▶ **Exercise instructions**:
#1 From the scientific classification in the Actinomadura madurae article, list the taxon names given for each rank from Domain through Family.
#2 Rewrite the paragraph of the Actinomadura madurae article that begins "The microscopic and colonial morphology" as a short list that keeps its main facts.
#3 Continue the Actinomadura madurae article from its last sentence.

** Page extract follows **

Actinomadura madurae

Scientific classification
- Domain: Bacteria
- Kingdom: Bacillati
- Phylum: Actinomycetota
- Class: Actinomycetes
- Order: Streptosporangiales
- Family: Thermomonosporaceae
- Genus: Actinomadura
- Species: A. madurae
- Binomial name: Actinomadura madurae (Vincent 1894) Lechevalier and Lechevalier 1968
- Synonyms: Streptothrix madurae Vincent et al. 1894;

= Actinomadura madurae =

- Genus: Actinomadura
- Species: madurae
- Authority: (Vincent 1894) Lechevalier and Lechevalier 1968
- Synonyms: Streptothrix madurae Vincent et al. 1894

Species of bacterium

Actinomadura madurae is a Gram positive, rod-shaped, obligately aerobic human pathogen that creates an aerial mycelium. A. madurae is a member of the aerobic actinomycetes, a group of Gram-positive bacilli that often form branching filaments resembling fungal mycelium.

It is a causative agent of mycetoma, a chronic, neglected, granulomatous disease that results from a traumatic implantation of microorganisms. It is estimated that A. madurae represents about 10% of all mycetoma cases.

The species name, madurae, originates from the name of a district in India, Madura.

== Microbiology ==
The microscopic and colonial morphology of organisms in the genus Actinomadura is very similar to those in the genus Streptomyces. Their powdery aerial hyphae may be blue, brown, cream, gray, green, pink, white, violet, or yellow. Colonies are wrinkled and may have a leathery or cartilaginous appearance when aerial mycelium is absent.

** End of Page extract **
** Supplied records follows **

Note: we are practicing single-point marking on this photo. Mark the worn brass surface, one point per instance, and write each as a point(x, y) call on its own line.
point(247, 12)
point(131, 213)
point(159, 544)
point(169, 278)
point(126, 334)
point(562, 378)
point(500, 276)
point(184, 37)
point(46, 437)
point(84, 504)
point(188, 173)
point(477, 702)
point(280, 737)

** End of Supplied records **

▶ **Responses to the tasks**:
#1 Bacteria, Bacillati, Actinomycetota, Actinomycetes, Streptosporangiales, Thermomonosporaceae

#2
- Actinomadura looks very similar to Streptomyces, both under the microscope and in colonies.
- Its aerial hyphae are powdery and may be blue, brown, cream, gray, green, pink, white, violet, or yellow.
- Colonies are wrinkled.
- Without aerial mycelium, colonies may look leathery or cartilaginous.

#3
A. madurae grains from clinical specimens are constituted by thin filaments, approximately 1μm, and the grains are often visible to the naked eye. Grains typically measured between 0.5 and 5mm, are yellowish-white colored, have an irregular round shape and were soft in consistency. Microscopically, lobes with outer filament fringes are observed. Microscopic examination of grains with haematoxylin and eosin stain demonstrates them to be purple with pink peripheral pseudofilaments.

Cell walls contain the sugar madurose, a feature shared only with organisms in the genus Dermatophilus. Additionally, it is modified acid fast negative.

A. madurae can be grown in the range of 22–41 degrees Celsius and can be culivated on a wide variety of media, including Yeast malt agar and Columbia agar. The incubation period is around 10–40 days.

Histopathologic analysis typically shows chronic suppurative granuloma with variable hyperkeratosis, accompanied by intense inflammatory infiltrate, often creating microabscesses of polymorphonuclear cells.

== Clinical relevance ==
Most commonly, A. madurae causes a chronic, invasive, slowly progressive infection that usually occurs in the foot, sometimes referred to as Madura foot. Infection nearly always results from the traumatic implantation of the organism. The infection occurs most frequently in tropical regions, where people are more likely to walk barefoot.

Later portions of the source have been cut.